Edificações públicas enfrentam problemas com a prevenção de incêndios
Foto: Arquivo Pessoal
A maioria dos edifícios públicos não possuem Auto de Vistoria do Corpo de Bombeiros – AVCB, que atesta que a edificação possui todas as condições de segurança contra incêndio e pânico previstas na legislação. Se o possuem, ou estão vencidos ou o layout arquitetônico interno atual não corresponde ao projeto original aprovado pelo Corpo de Bombeiros na época. A afirmação é da engenheira Carla Neves Costa, professora do Departamento de Estruturas da Faculdade de Engenharia Civil, Arquitetura e Urbanismo da Universidade de Campinas (Unicamp).
“Os ‘puxadinhos’ internos, os excessos de divisórias e as subdivisões internas dificultam a remoção dos usuários em alguma situação de abandono emergencial”, alerta a especialista, lembrando que muitos edifícios públicos são antigos, construídos antes da existência de legislação de segurança contra incêndio. “Alguns sequer possuem o habite-se, mas continuam a funcionar, porque foram para as mãos do Estado por meio de alienação de bens privados ou por concessão pública, antes da existência de legislação de segurança contra incêndio específica”, lamenta.

——————————

### Lista de tarefas:
(1) Diga se cada afirmação concorda com o trecho, respondendo sim ou não e citando literalmente as palavras do trecho que decidem a questão: (a) Carla Neves Costa é professora do Departamento de Estruturas da Unicamp; (b) todos os edifícios públicos antigos possuem o habite-se; (c) o AVCB atesta que a edificação possui as condições de segurança contra incêndio e pânico previstas na legislação.
(2) Com base no trecho, explique por que alguns edifícios públicos continuam a funcionar mesmo sem o habite-se.
(3) Liste todos os fatores que, segundo o trecho, dificultam a remoção dos usuários em uma situação de abandono emergencial.

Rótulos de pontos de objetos
——————————

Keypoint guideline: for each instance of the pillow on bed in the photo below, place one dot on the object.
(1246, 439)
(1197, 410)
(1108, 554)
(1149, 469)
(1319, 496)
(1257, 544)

——————————

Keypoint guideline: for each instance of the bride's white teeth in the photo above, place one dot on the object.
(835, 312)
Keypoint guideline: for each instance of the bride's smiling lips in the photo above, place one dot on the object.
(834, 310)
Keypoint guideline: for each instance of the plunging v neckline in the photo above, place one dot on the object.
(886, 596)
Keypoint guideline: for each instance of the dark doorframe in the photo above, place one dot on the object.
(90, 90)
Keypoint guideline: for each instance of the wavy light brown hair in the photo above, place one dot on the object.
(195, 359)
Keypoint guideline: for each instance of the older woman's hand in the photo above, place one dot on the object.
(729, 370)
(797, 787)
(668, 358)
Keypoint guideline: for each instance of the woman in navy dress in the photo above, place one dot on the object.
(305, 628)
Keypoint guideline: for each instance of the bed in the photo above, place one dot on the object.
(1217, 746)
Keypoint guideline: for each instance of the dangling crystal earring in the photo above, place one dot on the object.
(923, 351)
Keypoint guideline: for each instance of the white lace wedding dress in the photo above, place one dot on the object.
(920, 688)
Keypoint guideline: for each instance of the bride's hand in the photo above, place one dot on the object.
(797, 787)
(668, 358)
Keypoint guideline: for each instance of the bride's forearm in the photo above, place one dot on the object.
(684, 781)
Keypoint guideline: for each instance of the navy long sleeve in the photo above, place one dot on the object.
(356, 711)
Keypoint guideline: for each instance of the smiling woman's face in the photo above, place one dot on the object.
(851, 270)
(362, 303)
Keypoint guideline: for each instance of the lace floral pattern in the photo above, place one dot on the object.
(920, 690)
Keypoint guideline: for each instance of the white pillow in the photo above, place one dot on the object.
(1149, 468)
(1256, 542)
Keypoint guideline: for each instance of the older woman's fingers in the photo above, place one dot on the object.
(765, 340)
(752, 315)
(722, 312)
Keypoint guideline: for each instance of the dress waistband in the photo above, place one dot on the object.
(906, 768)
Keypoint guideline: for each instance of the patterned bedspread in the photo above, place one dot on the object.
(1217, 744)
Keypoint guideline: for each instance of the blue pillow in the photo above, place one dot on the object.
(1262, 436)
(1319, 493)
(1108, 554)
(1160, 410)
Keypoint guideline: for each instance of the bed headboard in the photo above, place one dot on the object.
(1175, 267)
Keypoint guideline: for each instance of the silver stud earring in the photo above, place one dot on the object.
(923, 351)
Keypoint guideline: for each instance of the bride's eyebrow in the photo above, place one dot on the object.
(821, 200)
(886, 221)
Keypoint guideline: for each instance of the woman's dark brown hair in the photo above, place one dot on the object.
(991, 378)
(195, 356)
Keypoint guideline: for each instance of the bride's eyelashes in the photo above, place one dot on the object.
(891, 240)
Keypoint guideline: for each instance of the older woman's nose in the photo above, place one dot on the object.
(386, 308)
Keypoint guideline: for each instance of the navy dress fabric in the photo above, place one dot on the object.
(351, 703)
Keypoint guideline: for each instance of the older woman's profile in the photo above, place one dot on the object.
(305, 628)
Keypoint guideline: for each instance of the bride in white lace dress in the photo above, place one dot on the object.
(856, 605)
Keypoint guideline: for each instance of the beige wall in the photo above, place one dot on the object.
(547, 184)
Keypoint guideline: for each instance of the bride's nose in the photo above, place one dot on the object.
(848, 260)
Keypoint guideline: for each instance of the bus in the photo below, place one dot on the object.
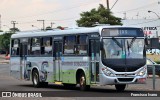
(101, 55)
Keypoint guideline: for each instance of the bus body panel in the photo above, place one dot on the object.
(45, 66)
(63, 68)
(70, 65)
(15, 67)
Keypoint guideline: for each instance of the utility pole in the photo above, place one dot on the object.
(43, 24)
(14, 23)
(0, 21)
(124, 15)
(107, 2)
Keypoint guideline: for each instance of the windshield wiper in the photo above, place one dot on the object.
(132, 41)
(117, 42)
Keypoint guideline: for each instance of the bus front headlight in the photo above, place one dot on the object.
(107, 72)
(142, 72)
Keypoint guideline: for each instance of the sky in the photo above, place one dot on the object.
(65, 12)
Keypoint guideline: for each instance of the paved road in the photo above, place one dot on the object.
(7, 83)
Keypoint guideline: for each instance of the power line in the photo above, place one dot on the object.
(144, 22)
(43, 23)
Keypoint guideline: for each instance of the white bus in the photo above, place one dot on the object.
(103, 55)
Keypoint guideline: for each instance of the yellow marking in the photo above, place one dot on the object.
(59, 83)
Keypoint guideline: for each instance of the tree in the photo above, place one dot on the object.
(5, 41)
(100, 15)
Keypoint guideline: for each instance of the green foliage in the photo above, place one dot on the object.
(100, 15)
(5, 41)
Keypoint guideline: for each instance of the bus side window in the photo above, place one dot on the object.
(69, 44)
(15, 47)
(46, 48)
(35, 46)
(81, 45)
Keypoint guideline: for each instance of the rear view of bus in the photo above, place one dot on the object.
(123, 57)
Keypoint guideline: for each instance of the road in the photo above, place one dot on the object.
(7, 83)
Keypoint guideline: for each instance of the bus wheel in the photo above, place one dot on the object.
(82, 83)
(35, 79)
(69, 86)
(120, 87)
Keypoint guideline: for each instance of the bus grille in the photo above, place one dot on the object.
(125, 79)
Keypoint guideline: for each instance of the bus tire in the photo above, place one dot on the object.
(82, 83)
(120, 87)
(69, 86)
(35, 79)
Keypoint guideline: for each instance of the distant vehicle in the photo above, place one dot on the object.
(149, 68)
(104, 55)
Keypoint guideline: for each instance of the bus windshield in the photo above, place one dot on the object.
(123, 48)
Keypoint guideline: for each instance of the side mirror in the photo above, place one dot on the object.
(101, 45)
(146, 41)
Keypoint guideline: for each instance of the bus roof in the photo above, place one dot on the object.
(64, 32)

——————————

### Respostas:
(1)
(a) Sim: "professora do Departamento de Estruturas da Faculdade de Engenharia Civil, Arquitetura e Urbanismo da Universidade de Campinas (Unicamp)".
(b) Não: "Alguns sequer possuem o habite-se, mas continuam a funcionar".
(c) Sim: "que atesta que a edificação possui todas as condições de segurança contra incêndio e pânico previstas na legislação".

(2) Eles continuam a funcionar porque passaram para as mãos do Estado por meio de alienação de bens privados ou por concessão pública. Isso aconteceu antes da existência de legislação específica de segurança contra incêndio.

(3)
- os "puxadinhos" internos
- os excessos de divisórias
- as subdivisões internas